§ **PROBLEM REQUIREMENTS**: Swap each "Pinpoint" for "Locate" in the lines that begin at the one containing "Pinpoint black and" and end after the one containing "[24,115,38,142]", then write those lines out again with everything else left unchanged.

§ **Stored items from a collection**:

>> BEGIN

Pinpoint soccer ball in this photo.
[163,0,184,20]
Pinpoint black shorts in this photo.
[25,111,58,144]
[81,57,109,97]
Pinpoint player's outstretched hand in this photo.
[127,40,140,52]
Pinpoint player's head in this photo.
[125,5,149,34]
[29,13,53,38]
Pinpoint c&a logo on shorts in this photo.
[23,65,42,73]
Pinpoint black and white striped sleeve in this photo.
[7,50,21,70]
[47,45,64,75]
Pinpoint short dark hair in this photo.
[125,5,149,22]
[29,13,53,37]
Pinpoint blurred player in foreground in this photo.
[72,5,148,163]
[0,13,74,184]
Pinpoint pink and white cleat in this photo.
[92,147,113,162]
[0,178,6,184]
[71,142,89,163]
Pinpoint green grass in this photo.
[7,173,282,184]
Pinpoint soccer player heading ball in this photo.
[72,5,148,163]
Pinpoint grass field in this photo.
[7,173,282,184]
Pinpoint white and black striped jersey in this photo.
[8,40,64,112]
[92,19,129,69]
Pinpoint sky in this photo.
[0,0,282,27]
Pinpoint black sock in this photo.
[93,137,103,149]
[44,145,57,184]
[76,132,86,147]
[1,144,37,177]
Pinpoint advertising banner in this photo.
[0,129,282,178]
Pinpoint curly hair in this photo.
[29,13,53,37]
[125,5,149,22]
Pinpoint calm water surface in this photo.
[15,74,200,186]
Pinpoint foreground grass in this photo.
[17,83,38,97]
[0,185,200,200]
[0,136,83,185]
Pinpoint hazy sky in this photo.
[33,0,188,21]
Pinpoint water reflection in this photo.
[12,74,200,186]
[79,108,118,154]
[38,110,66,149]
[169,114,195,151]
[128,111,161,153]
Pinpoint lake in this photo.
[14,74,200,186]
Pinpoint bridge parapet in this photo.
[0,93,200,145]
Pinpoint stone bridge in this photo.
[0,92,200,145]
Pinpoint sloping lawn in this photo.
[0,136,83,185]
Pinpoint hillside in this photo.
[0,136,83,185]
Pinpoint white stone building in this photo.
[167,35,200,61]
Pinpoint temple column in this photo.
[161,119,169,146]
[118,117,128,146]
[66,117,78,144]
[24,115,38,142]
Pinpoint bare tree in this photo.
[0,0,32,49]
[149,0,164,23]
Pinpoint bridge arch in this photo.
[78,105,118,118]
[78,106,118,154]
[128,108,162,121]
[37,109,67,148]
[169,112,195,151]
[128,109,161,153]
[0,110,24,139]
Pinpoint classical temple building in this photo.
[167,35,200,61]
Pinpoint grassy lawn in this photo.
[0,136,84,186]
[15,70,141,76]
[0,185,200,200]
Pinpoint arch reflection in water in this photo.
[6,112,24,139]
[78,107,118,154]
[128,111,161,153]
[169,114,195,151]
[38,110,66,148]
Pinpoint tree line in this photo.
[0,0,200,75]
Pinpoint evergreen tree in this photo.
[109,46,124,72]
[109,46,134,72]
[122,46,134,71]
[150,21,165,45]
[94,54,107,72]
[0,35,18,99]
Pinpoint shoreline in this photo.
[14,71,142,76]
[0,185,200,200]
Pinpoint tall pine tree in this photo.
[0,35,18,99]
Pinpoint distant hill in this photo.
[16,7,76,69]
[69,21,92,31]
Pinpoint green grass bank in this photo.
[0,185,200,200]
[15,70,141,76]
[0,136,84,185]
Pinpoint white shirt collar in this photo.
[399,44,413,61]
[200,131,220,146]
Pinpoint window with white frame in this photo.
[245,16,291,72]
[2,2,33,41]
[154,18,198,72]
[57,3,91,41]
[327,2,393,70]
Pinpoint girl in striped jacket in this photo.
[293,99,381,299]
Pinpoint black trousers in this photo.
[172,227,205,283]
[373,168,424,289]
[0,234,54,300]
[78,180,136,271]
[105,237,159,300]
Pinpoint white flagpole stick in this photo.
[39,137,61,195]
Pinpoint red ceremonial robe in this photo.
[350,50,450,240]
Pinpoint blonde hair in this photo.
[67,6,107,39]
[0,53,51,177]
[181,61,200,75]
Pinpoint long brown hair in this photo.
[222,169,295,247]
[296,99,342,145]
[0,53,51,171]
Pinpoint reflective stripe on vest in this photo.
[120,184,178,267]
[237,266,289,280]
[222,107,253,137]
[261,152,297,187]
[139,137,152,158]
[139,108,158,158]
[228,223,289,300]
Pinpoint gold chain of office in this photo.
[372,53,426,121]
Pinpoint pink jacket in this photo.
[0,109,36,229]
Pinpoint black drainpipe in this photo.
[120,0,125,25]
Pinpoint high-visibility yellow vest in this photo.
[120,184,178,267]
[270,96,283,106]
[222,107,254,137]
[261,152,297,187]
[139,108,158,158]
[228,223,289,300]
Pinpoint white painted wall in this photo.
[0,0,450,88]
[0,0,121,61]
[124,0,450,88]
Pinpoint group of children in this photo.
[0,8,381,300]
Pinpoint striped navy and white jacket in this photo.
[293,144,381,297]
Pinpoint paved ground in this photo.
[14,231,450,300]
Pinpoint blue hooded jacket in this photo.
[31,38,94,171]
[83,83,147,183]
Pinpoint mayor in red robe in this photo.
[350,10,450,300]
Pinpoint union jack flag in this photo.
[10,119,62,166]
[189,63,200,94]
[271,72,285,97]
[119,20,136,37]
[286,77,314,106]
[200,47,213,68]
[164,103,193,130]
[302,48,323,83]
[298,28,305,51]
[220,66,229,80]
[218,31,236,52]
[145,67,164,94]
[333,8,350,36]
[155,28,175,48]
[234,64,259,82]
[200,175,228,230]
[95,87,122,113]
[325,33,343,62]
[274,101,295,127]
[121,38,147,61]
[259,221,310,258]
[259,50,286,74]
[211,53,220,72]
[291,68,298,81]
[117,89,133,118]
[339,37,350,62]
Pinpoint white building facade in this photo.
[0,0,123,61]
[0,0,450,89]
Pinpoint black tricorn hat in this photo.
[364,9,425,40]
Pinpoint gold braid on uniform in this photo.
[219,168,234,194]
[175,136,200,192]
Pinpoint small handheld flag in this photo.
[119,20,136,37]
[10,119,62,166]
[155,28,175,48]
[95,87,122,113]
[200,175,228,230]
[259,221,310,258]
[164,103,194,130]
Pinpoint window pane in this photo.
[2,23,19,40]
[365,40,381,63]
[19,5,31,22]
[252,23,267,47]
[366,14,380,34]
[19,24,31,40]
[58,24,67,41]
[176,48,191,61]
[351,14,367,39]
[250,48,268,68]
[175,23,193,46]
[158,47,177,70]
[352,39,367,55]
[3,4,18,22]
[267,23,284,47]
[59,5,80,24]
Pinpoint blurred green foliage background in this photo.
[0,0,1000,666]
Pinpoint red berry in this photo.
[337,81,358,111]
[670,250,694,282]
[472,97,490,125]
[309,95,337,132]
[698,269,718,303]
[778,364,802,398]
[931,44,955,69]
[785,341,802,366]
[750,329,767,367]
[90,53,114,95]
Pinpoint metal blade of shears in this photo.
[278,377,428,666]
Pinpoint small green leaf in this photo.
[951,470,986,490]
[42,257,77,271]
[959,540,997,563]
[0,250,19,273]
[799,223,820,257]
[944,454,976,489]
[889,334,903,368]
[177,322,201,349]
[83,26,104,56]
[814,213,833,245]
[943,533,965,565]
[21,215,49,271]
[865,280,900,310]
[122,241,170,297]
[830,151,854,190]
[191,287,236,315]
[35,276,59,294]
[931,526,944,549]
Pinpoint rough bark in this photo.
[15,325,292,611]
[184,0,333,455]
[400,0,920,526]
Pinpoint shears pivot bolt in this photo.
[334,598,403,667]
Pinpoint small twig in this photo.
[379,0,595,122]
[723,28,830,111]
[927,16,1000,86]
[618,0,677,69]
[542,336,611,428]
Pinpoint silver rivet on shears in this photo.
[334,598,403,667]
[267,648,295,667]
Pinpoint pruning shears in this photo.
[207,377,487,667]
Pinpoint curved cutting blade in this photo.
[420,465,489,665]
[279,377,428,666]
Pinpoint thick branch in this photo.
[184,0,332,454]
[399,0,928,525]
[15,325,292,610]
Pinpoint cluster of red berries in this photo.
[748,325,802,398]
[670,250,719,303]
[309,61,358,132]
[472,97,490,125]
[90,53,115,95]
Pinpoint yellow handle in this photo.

>> END

§ **OUTPUT OF THE TASK**:
Locate black and white striped sleeve in this photo.
[7,50,21,70]
[47,45,64,75]
Locate short dark hair in this photo.
[125,5,149,22]
[29,13,53,37]
Locate blurred player in foreground in this photo.
[72,5,148,163]
[0,13,74,184]
Locate pink and white cleat in this photo.
[92,147,113,162]
[0,178,6,184]
[71,142,89,163]
Locate green grass in this photo.
[7,173,282,184]
Locate soccer player heading ball in this photo.
[72,5,148,163]
Locate grass field in this photo.
[7,173,282,184]
Locate white and black striped jersey in this photo.
[8,40,64,112]
[92,19,129,69]
Locate sky in this photo.
[0,0,282,27]
Locate black sock in this photo.
[93,137,103,149]
[44,145,57,184]
[76,132,86,147]
[1,144,37,177]
Locate advertising banner in this photo.
[0,129,282,178]
Locate curly hair in this photo.
[29,13,53,37]
[125,5,149,22]
Locate calm water surface in this photo.
[15,74,200,186]
Locate foreground grass in this photo.
[17,83,38,97]
[0,185,200,200]
[0,136,83,185]
Locate hazy sky in this photo.
[33,0,188,21]
Locate water reflection in this photo.
[12,74,200,186]
[79,108,118,154]
[38,110,66,149]
[169,114,195,151]
[128,111,161,153]
Locate lake in this photo.
[14,74,200,186]
Locate bridge parapet in this photo.
[0,93,200,145]
Locate stone bridge in this photo.
[0,92,200,145]
Locate sloping lawn in this photo.
[0,136,83,185]
Locate hillside in this photo.
[0,136,83,185]
Locate white stone building in this photo.
[167,35,200,61]
Locate temple column in this photo.
[161,119,169,146]
[118,117,128,146]
[66,117,78,144]
[24,115,38,142]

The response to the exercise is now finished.